Natural language region descriptions
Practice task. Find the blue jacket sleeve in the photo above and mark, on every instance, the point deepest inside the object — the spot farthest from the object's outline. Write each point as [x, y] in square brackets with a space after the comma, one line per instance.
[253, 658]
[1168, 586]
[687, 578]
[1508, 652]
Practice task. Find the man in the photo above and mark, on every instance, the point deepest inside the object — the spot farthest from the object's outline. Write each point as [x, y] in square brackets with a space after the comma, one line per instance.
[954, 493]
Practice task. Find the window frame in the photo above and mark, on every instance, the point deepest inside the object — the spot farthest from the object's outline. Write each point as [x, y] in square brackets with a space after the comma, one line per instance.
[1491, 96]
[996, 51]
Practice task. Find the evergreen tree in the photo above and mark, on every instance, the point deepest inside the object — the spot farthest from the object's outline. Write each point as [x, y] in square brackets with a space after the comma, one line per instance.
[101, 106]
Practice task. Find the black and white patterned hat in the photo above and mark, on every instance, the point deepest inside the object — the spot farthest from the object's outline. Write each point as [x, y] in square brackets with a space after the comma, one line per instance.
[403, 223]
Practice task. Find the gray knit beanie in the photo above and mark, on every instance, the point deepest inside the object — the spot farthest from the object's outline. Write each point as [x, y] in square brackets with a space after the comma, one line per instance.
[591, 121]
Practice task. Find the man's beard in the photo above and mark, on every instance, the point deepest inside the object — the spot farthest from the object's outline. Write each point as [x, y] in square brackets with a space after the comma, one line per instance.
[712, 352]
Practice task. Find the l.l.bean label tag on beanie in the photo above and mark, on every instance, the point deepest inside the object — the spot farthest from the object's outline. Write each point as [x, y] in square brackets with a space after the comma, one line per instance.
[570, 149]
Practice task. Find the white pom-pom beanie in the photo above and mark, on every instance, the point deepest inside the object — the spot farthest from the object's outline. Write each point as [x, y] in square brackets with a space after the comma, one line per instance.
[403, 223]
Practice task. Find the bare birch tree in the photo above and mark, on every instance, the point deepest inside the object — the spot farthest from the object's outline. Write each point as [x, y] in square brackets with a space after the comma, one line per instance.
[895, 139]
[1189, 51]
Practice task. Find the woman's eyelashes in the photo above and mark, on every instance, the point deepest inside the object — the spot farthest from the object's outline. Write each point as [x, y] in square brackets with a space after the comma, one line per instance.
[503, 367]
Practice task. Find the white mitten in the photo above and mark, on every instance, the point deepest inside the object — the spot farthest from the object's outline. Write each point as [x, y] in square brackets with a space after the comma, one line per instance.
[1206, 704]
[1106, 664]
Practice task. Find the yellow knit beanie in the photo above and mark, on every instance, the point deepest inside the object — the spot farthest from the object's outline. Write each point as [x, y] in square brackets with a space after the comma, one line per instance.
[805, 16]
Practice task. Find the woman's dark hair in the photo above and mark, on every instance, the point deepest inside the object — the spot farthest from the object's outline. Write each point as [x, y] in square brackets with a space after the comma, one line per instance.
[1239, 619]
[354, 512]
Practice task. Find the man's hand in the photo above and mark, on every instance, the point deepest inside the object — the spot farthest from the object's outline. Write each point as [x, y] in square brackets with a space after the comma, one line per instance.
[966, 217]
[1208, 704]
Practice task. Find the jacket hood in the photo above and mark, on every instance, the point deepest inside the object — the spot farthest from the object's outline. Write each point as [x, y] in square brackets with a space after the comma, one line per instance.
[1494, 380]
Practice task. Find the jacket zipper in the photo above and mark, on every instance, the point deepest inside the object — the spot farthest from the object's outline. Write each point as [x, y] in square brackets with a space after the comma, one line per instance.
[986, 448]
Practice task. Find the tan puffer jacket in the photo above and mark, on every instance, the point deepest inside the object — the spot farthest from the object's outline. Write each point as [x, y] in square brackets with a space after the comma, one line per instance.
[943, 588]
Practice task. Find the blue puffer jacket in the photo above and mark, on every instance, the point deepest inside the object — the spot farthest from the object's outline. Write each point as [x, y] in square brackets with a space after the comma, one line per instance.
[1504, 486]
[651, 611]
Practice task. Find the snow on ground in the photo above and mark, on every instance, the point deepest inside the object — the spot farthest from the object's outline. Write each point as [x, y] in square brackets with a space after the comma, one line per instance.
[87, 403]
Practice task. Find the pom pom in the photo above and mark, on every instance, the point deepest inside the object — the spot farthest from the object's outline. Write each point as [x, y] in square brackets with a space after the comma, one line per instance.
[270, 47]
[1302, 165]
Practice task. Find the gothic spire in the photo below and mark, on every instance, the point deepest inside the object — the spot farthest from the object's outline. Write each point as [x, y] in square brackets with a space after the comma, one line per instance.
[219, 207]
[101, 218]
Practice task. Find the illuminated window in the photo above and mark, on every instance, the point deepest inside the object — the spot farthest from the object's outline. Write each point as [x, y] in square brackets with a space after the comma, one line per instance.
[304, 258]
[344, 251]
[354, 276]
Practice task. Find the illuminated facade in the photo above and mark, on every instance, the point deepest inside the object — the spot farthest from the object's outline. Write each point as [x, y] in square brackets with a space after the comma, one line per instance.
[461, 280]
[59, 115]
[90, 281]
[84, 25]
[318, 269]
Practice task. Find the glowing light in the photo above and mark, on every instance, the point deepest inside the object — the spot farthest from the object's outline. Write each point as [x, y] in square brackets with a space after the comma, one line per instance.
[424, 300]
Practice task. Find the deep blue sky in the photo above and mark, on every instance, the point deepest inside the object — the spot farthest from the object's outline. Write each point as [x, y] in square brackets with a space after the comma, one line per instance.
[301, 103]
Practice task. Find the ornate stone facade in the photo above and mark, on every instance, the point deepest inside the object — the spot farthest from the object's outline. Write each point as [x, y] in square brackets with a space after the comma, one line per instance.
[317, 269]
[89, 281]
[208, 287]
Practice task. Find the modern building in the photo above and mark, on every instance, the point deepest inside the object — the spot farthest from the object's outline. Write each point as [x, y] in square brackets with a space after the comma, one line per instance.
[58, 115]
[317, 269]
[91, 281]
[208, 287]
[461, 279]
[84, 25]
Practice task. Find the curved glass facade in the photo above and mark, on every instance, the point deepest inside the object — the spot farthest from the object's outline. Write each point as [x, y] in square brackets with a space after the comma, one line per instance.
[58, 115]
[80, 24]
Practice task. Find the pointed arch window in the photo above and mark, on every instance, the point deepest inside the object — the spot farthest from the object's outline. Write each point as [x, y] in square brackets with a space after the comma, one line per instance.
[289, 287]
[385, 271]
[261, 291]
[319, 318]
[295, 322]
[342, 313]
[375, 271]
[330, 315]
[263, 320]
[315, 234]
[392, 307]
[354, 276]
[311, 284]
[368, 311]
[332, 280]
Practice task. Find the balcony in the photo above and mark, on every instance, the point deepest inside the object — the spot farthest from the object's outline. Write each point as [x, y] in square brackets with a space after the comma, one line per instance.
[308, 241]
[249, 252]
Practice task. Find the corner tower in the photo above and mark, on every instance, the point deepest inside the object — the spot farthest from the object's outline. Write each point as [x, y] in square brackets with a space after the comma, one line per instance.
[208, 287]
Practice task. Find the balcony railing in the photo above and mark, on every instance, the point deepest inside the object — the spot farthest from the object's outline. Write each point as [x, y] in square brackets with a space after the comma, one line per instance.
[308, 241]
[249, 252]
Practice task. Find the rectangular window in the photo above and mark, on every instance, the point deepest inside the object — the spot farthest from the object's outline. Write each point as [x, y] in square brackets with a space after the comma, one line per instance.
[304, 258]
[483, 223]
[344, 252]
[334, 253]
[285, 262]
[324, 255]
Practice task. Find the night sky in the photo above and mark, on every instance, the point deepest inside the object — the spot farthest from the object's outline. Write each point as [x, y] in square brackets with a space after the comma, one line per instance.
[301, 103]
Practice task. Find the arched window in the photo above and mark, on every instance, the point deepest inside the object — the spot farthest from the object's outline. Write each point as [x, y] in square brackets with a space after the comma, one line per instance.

Work item
The task calls for each record to be returned verbatim.

Response to this exercise
Practice task. Find the blue jacket sleeve in the photo above and mark, on every instance, the point deepest inside the object — the spot farthest from the object's outline. Write each point as [x, y] in square brackets with a space after the comma, one line per instance.
[253, 658]
[1168, 586]
[687, 578]
[1508, 652]
Practice task. Find the man in the photo above and mark, on every instance, the point deepest inside the object — the spot farthest from the object's outline. Write each point as [x, y] in square brackets with a space after the comma, one line per instance.
[954, 493]
Practice task. Find the window frame in the photo above and mark, on every instance, the point deepest inside the object — the spot farthest from the object's outline. Write each point as [x, y] in square brackets with a space after the comma, one line per instance.
[1491, 96]
[996, 51]
Practice task. Find the evergreen tree in the photo above and mark, on every instance, the point deepest inside the object — the spot farthest from the object's outline. Write each point as [x, y] in square brackets with a space after the comma, one line per instance.
[101, 106]
Practice task. Find the black and white patterned hat in the photo above and mark, on every instance, the point deepest inside the object — the spot farthest from the object's outline. Write each point as [x, y] in square brackets with a space after the comma, one line per instance.
[403, 223]
Practice task. Find the gray knit beanie in the photo above and mark, on every instance, the point deepest inside the object — the spot farthest from the object's outline. Write each point as [x, y] in square brackets with a space after the comma, one line per instance.
[591, 121]
Practice task. Find the man's beard in the photo above and mark, on every instance, the point deepest inside the object — the spot farthest from the object's outline. Write each point as [x, y] in square brackets with a space after the comma, one line per instance.
[712, 352]
Practice task. Find the l.l.bean label tag on beanie in the photo above and mark, on every instance, the point deepest inside the object — the spot farthest from the object's outline. Write each point as [x, y] in square brackets with a space after the comma, one line per instance.
[570, 149]
Practice task. Find the white pom-pom beanie in the photo above and mark, on every instance, the point deepest inside the object — the spot farthest from the object's outline. Write each point as [x, y] in square brackets with a space after the comma, one line per instance.
[403, 223]
Practice task. Find the bare birch tree in the photo above and mark, on every instance, the point deepest inside the object — the spot farthest from the object's outline. Write each point as [x, y] in square brackets with a space after the comma, one line per instance.
[895, 139]
[1189, 51]
Practice task. Find the woman's eyelashes in the photo above and mark, on every instance, the point deepest inside the object — the spot farthest from the object's outline. Write each point as [x, y] in square brackets with a space after the comma, one line per instance.
[503, 367]
Practice task. Find the white mitten in the photo above and mark, on every instance, the point deepest inside the object — the spot farthest from the object's outline. Write each point as [x, y] in square brackets with a space after the comma, one line per instance.
[1206, 704]
[1106, 664]
Practice task. Find the yellow knit beanie in the photo above and mark, on every instance, the point deepest inside the object — the spot farthest from the object's outline. Write each point as [x, y] in square brackets with a space after the comma, one line per instance.
[805, 16]
Practice task. Find the woman's dark hair in the photo above and mark, on every instance, the point deepest inside the object — the spot farthest from the object's outline. Write each point as [x, y] in square brackets with a space after the comma, one line per instance.
[1239, 619]
[354, 512]
Practice task. Find the man's hand in the photo above and mark, on every instance, the point deepest inside the object — the spot farthest from the object's outline. Write each point as [x, y] in square brackets with a space after the comma, one line per instance.
[966, 217]
[1208, 704]
Practice task. Find the jacket hood in the photo above and mark, on every instance, the point deepest inside the object — the spot farthest from the object's outline. Write each point as [x, y] in square brackets with a space after the comma, one line per instance.
[1494, 380]
Practice task. Find the jacket zipper in the photo above and mark, on every instance, the point deepest inside the object — the spot farthest from the object's outline. Write each point as [x, y] in square brackets with a space after the comma, one line per instance.
[986, 448]
Practice task. Find the tan puffer jacket in the photo above and mark, on every instance, the point deepest inside the object — the spot farthest from the object's outline. Write each point as [x, y] in square brackets with a space after the comma, one line per instance.
[943, 588]
Practice task. Find the blue puffer jacket in the photo above and mark, on every instance, the point deepest inside the object — the spot farthest from the object's outline. Write each point as [x, y] in square brackets with a space after the comma, one line per instance.
[1504, 486]
[651, 611]
Practice task. Find the snow on ground in the photo above and mark, on every instance, the point deepest inside the object — the spot farthest from the object's outline. Write each point as [x, y] in square brackets with a space after the comma, one line per instance.
[87, 403]
Practice task. Find the pom pom in the photo above and mark, on every instance, the point deepest inside the object — the spot farthest from the object's outline. Write each point as [x, y] in square brackets with a space after the comma, one line per instance.
[270, 47]
[1302, 165]
Practice task. Find the gothic spire in the photo below and mark, on every instance, the point deepest inside the object — the spot farthest from the object's outline. Write each point as [x, y] in square brackets with a space after the comma, one line per instance.
[219, 207]
[101, 218]
Practice task. Find the illuminated window in the photo above and mark, on every instance, the point deepest inside the object — the spot farthest from the object's outline. Write each point as [x, y] in square brackets with a space after the comma, one line per instance.
[304, 258]
[344, 251]
[354, 276]
Practice task. Find the illuminated facade in the photo above and mark, on every instance, the point deepest inside the object — the spot farthest from the object's outline. Write each point as [x, y] in square brackets with a space after the comma, one line per instance.
[461, 280]
[59, 115]
[90, 281]
[84, 25]
[318, 269]
Practice task. Find the glowing light in the photo above and mark, on every instance, the point deepest inside the object — the spot farthest from the object's outline. Write each point as [x, y] in square brackets with a space after the comma, one line per instance.
[424, 300]
Practice task. Find the deep blue sky in the photo above and mark, on every instance, the point deepest inside the object — the spot farthest from the object's outline. Write each point as [x, y] in square brackets with a space after the comma, one line per instance.
[301, 103]
Practice task. Find the ornate stone facade in the photo above and mark, on every instance, the point deepest inside the object — the spot farthest from the object's outline. Write each point as [x, y] in square brackets with a space after the comma, one line per instance.
[317, 269]
[89, 281]
[208, 287]
Practice task. Find the modern building in the photo above and mark, on every instance, the point deepest inside the object — the spot farthest from the object's outline. Write each point as [x, y] in square brackets with a space after the comma, one line per instance.
[58, 115]
[317, 269]
[91, 281]
[208, 287]
[461, 279]
[84, 25]
Practice task. Find the curved glass facade in the photo above and mark, on every instance, the point deepest inside the object — the spot farthest from the object's outline. Write each point as [x, y] in square brackets with a space after the comma, one line per instance.
[58, 115]
[80, 24]
Practice task. Find the pointed arch window in the photo above and mark, on every instance, the point deepest inside the object — the spot farthest from the object's outline. Write each point as [x, y] in square brackets with a space after the comma, one line per instance.
[289, 287]
[385, 271]
[261, 291]
[319, 318]
[295, 322]
[342, 313]
[375, 271]
[330, 315]
[263, 320]
[315, 234]
[392, 307]
[354, 276]
[311, 284]
[368, 311]
[332, 280]
Practice task. Find the balcony in the photo above and mark, on every instance, the point deepest inside the object — the spot farthest from the object's outline. Write each point as [x, y] in square brackets with a space after the comma, one line per instance.
[308, 241]
[249, 252]
Practice task. Find the corner tower in the photo above and mark, on every instance, the point deepest inside the object — the spot farthest from the object's outline. Write each point as [x, y] in square brackets with a space after the comma, one line per instance.
[208, 287]
Practice task. Find the balcony railing in the photo above and mark, on every instance, the point deepest inside the object — the spot farthest from the object's outline. Write each point as [x, y] in square brackets with a space after the comma, one line per instance.
[308, 241]
[249, 252]
Practice task. Find the rectangular window in the photo above and mark, on every instance, the point deepest inside the object — the spot farthest from the object's outline. Write each point as [x, y] in square brackets with a space after the comma, one line per instance.
[304, 258]
[483, 223]
[344, 252]
[334, 253]
[285, 262]
[324, 255]
Practice task. Find the night sky in the photo above and mark, on every instance, the point deepest inside the object — the spot farthest from the object's outline. Write each point as [x, y] in square brackets with a space after the comma, one line per instance.
[301, 103]
Practice task. Find the arched window in the photo above and mark, on every instance, the point deepest inside the object — the spot farthest from the object's outline. Write each point as [x, y] in square brackets with a space after the comma, one line per instance.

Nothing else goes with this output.